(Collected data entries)
═══
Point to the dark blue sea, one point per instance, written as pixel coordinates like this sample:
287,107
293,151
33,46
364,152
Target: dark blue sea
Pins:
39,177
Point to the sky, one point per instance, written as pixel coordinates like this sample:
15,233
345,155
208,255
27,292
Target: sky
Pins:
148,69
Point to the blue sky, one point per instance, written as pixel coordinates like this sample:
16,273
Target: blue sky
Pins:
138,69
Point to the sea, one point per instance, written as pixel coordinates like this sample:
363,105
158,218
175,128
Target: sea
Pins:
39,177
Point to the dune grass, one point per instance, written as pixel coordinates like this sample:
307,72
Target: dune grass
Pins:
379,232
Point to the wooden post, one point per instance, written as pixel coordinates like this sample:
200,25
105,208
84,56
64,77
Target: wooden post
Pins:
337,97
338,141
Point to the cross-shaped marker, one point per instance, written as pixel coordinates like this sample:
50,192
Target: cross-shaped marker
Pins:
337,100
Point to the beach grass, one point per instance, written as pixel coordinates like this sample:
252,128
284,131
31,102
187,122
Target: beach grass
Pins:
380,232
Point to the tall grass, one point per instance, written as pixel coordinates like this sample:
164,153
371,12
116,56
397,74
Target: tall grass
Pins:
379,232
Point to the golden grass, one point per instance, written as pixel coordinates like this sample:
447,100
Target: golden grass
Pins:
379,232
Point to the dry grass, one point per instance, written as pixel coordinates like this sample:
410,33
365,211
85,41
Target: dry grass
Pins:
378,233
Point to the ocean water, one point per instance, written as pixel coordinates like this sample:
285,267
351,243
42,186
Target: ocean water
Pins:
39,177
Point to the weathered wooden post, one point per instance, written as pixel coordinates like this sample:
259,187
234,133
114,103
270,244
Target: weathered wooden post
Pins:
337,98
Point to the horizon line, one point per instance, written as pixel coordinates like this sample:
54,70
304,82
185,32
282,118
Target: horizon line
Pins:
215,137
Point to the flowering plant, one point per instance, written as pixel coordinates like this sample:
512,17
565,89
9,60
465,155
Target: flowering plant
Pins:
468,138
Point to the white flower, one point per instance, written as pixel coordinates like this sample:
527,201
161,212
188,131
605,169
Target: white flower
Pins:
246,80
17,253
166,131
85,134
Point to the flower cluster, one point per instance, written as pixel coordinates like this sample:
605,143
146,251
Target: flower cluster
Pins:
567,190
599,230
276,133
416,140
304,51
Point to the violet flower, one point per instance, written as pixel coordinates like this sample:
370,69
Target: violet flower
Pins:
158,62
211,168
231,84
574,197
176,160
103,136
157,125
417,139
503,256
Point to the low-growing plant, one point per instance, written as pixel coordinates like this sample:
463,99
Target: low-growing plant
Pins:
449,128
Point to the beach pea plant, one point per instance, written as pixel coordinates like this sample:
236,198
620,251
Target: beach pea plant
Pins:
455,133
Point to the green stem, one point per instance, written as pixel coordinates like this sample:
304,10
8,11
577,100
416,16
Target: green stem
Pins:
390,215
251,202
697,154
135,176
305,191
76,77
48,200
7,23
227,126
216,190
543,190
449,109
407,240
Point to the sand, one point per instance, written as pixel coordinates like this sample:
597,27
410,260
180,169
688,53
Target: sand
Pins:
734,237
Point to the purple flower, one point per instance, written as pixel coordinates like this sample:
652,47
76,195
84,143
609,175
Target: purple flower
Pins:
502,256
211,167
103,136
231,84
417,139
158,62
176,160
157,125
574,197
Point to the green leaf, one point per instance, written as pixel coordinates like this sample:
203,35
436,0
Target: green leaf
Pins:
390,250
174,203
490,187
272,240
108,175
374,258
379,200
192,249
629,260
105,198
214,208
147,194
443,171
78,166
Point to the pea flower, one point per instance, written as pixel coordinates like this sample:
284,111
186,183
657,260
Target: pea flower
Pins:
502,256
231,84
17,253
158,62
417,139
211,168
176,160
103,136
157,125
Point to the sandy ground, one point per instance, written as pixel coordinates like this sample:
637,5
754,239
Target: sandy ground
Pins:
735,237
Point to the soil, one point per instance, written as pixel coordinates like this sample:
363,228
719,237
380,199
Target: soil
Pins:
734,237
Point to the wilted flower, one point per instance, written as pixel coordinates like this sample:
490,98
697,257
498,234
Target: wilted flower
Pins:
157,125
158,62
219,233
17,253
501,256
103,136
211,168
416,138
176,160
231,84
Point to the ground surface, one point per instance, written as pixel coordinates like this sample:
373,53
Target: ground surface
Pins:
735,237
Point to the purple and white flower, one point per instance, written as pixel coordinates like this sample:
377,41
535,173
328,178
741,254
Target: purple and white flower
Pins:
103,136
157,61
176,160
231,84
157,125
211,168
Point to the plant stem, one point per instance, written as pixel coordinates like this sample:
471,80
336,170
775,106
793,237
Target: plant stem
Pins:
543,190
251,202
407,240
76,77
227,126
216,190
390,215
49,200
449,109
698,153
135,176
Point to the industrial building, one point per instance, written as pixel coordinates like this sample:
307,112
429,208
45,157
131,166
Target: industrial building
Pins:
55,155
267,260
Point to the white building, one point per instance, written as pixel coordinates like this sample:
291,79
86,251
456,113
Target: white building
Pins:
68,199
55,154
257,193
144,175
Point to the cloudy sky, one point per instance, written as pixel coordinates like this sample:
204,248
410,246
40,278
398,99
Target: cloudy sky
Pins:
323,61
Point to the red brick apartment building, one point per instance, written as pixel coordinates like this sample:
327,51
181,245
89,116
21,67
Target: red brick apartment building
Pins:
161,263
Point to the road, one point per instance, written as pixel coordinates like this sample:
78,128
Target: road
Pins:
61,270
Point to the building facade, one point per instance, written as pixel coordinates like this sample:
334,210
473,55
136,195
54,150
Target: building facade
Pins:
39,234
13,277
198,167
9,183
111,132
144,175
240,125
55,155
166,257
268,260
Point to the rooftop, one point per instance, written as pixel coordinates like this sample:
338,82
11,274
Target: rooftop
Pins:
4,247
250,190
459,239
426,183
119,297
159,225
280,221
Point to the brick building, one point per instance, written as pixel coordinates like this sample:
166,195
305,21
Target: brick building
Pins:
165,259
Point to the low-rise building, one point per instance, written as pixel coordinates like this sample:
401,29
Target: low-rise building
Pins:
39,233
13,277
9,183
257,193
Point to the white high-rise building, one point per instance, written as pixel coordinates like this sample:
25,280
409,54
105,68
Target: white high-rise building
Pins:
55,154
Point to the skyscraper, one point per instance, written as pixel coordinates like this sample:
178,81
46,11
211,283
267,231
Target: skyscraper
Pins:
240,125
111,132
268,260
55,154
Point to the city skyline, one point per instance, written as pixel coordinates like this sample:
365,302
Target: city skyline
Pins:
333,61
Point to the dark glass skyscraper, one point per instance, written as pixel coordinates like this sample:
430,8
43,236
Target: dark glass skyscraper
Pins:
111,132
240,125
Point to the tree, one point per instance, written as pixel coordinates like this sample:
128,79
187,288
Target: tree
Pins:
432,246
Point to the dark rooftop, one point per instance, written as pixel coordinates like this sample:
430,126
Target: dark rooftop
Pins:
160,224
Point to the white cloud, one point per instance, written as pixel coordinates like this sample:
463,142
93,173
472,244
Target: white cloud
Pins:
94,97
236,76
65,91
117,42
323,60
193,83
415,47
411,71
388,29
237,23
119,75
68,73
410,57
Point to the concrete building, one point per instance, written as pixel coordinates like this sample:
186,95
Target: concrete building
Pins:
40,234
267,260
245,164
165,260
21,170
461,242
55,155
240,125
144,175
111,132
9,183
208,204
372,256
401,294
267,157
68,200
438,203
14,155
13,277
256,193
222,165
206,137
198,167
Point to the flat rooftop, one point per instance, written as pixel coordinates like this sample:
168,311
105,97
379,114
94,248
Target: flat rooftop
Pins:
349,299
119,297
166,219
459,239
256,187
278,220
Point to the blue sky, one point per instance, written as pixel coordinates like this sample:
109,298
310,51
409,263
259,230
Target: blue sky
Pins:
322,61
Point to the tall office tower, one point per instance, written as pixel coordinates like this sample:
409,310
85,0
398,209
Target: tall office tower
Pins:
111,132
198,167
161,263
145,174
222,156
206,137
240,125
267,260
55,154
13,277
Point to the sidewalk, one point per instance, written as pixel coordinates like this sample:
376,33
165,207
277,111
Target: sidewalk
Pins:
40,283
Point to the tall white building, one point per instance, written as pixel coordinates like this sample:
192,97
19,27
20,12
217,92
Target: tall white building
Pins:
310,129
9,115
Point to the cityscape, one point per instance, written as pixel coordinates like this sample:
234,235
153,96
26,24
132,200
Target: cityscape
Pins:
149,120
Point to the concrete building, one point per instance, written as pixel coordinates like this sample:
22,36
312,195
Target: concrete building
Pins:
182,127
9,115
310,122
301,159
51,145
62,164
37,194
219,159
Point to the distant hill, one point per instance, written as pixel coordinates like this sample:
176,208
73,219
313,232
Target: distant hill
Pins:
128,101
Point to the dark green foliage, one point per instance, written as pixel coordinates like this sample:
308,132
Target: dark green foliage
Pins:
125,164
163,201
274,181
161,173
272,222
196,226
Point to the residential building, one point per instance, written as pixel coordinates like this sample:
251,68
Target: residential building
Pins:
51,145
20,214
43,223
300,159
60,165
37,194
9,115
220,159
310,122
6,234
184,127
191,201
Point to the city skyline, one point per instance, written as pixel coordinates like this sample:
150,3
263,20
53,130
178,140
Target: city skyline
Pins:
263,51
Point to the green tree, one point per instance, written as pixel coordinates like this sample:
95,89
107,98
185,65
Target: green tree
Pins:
═══
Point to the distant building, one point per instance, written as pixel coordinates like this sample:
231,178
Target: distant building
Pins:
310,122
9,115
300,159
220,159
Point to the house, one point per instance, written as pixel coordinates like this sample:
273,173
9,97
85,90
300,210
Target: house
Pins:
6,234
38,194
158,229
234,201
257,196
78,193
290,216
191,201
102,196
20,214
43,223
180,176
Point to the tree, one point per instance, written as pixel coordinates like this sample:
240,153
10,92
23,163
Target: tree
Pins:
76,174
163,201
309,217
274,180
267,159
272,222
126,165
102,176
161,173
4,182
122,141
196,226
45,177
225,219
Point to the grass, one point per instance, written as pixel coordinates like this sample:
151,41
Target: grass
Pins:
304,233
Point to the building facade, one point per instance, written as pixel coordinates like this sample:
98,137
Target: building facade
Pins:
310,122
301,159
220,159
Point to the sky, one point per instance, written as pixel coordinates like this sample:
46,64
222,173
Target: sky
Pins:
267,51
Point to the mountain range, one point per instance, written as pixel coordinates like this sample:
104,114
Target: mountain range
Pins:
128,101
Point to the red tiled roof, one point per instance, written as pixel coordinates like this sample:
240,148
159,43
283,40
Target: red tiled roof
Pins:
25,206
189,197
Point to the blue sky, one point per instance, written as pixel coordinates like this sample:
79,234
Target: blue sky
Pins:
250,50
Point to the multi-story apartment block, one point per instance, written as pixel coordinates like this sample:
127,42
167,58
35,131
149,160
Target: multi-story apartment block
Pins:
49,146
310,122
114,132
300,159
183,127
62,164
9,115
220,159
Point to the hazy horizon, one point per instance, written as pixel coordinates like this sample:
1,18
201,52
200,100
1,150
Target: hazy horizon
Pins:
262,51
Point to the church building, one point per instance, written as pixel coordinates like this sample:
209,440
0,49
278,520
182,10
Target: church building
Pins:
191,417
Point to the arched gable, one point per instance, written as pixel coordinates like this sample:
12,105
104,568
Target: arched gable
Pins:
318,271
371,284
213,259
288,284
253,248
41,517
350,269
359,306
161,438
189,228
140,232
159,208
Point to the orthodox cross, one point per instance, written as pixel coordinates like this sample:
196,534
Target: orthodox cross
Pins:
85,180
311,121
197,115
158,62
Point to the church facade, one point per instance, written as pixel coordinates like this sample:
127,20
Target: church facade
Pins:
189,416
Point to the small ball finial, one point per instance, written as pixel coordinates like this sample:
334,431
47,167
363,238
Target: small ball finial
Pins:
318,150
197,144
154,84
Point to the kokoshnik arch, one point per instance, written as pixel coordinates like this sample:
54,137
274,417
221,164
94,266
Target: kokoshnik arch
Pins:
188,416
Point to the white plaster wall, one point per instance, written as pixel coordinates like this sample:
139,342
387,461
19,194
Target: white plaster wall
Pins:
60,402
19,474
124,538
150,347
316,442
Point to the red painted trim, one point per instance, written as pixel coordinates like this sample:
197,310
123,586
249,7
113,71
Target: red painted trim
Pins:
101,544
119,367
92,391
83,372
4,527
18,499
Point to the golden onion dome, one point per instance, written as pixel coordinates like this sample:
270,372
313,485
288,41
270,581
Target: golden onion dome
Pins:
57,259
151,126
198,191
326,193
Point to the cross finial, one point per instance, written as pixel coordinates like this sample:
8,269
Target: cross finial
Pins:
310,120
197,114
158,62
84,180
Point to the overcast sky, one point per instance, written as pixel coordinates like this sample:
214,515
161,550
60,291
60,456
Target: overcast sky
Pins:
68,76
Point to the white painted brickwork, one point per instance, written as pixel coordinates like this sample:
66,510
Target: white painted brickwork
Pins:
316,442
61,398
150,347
═══
- WORK TO BE COMPLETED: Locate every line in the material above that contains the string "cityscape", and copy each of those lines.

- WORKED SOLUTION:
Point to the cityscape, one point per instance, written as pixel coordinates like this sample:
Target: cityscape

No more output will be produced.